→ EXERCISE DESCRIPTION
Reproduce the lines of the listing below word for word, starting at the line containing "Where can you find the bundle" and ending at the line containing "point(120, 265)", including both of those lines.

→ Items listed in a dataset
• • • •

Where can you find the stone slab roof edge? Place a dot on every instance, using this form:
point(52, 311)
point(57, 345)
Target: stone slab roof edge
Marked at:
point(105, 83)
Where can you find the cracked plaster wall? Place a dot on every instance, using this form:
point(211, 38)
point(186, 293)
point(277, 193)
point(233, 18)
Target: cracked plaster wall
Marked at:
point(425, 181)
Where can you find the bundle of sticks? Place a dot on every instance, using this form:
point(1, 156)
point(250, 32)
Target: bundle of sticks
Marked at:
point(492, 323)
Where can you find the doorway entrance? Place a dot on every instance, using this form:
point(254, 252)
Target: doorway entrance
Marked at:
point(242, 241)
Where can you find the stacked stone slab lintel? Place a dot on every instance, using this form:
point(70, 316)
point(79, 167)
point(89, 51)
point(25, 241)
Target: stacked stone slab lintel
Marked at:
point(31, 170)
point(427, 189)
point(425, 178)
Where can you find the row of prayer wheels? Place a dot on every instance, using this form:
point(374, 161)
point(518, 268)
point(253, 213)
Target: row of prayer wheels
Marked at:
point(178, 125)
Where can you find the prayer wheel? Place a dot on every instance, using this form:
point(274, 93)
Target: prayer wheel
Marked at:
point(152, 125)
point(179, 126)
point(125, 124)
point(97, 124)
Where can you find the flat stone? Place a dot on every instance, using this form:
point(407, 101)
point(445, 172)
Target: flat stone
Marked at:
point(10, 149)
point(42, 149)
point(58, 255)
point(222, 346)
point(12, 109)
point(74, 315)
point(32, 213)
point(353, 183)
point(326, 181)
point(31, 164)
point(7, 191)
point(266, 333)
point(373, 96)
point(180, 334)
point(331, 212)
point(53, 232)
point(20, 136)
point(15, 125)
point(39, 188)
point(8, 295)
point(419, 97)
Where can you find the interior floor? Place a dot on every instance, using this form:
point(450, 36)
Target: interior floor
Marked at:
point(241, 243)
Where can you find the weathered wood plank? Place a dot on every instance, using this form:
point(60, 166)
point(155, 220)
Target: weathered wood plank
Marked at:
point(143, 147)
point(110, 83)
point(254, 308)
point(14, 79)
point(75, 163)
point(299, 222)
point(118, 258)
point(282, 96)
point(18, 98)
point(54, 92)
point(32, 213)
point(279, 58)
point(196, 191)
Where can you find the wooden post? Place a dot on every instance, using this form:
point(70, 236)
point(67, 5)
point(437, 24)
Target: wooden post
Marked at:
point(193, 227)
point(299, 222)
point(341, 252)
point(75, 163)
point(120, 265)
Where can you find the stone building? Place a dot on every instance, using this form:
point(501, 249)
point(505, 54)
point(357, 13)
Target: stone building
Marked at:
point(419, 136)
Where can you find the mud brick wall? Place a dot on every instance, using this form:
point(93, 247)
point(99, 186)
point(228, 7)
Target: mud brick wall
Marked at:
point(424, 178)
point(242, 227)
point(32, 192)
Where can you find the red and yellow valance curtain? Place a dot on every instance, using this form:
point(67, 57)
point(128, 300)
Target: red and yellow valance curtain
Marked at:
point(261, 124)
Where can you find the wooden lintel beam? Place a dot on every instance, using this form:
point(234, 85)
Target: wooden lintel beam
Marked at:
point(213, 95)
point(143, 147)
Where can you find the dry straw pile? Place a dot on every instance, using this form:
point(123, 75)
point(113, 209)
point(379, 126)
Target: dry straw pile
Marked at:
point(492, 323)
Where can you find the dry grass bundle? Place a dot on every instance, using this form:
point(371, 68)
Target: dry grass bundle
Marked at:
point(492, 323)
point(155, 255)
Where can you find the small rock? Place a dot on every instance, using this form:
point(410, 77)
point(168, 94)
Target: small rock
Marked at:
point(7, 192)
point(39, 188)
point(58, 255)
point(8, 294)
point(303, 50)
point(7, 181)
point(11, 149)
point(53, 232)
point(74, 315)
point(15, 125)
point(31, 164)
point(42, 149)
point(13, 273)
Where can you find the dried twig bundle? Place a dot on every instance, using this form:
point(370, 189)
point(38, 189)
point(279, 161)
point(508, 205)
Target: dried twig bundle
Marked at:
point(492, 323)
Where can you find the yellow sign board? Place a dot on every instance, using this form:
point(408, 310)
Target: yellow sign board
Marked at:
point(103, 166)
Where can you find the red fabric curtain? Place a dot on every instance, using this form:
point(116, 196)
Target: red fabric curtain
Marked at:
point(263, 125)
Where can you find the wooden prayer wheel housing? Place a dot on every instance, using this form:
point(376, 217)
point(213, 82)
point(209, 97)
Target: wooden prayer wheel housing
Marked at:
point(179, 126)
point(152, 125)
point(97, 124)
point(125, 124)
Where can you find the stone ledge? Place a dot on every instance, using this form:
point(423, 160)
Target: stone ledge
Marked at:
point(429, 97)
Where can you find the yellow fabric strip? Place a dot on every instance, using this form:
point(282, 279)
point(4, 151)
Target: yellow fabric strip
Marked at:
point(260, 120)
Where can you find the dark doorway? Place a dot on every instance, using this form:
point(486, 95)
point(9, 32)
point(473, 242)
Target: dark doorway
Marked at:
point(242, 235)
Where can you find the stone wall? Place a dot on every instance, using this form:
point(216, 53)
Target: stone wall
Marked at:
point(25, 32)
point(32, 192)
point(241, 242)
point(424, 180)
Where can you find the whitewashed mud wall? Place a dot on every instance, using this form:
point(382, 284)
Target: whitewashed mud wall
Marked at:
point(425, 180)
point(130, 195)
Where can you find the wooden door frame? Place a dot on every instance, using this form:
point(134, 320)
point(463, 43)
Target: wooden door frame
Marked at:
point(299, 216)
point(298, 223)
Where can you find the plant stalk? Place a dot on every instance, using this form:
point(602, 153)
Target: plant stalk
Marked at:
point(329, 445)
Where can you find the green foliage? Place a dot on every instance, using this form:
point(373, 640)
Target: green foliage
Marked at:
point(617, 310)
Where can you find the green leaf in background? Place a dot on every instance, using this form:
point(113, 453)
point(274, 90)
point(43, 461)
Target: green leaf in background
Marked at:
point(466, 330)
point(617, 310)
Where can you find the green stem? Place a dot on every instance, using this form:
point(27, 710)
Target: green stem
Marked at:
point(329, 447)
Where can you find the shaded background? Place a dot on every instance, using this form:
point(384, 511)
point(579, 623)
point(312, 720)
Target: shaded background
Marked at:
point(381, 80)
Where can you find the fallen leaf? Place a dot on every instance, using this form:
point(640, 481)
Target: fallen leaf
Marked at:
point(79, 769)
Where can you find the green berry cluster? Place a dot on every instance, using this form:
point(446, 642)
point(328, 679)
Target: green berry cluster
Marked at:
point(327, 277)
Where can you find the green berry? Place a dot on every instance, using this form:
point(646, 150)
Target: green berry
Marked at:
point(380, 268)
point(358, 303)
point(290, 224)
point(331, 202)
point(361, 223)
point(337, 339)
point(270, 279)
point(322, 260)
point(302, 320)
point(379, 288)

• • • •

→ TASK RESPONSE
Where can you find the bundle of sticks? Place a dot on every instance, using this form:
point(1, 156)
point(250, 32)
Target: bundle of sticks
Marked at:
point(492, 323)
Where can you find the doorway entrance? Place a dot on every instance, using this form:
point(254, 252)
Target: doorway entrance
Marked at:
point(242, 241)
Where can you find the stacked stone slab lintel? Place a dot on every instance, using this form:
point(70, 316)
point(79, 167)
point(89, 51)
point(25, 241)
Target: stacked stone slab lintel
Marked at:
point(31, 170)
point(427, 189)
point(425, 178)
Where can you find the row of prayer wheels? Place a dot on every instance, using this form:
point(374, 161)
point(518, 268)
point(253, 213)
Target: row of prayer wheels
Marked at:
point(178, 125)
Where can you find the prayer wheel? Place a dot on every instance, using this form:
point(274, 93)
Target: prayer wheel
Marked at:
point(152, 125)
point(179, 126)
point(125, 124)
point(97, 124)
Where can you find the flat stone? Place a dot on every instance, using this form:
point(407, 101)
point(445, 172)
Target: flat stone
Marked at:
point(10, 149)
point(42, 149)
point(58, 255)
point(222, 346)
point(12, 109)
point(74, 315)
point(32, 213)
point(353, 183)
point(326, 181)
point(31, 164)
point(7, 191)
point(266, 333)
point(373, 96)
point(180, 334)
point(331, 212)
point(53, 232)
point(20, 136)
point(15, 125)
point(39, 188)
point(8, 295)
point(419, 97)
Where can you find the interior floor? Place a dot on every instance, using this form:
point(450, 36)
Target: interior floor
Marked at:
point(241, 243)
Where can you find the weathered wood plank? Place a dot on every instance, using this form:
point(60, 166)
point(155, 220)
Target: weathered wood plank
Marked at:
point(143, 147)
point(110, 83)
point(254, 308)
point(14, 79)
point(75, 163)
point(299, 222)
point(118, 258)
point(282, 96)
point(18, 98)
point(54, 92)
point(32, 213)
point(279, 58)
point(196, 191)
Where can you find the wooden post? Place a dot on every instance, using this form:
point(70, 236)
point(67, 5)
point(437, 24)
Target: wooden post
Marked at:
point(193, 227)
point(299, 222)
point(341, 252)
point(75, 163)
point(120, 265)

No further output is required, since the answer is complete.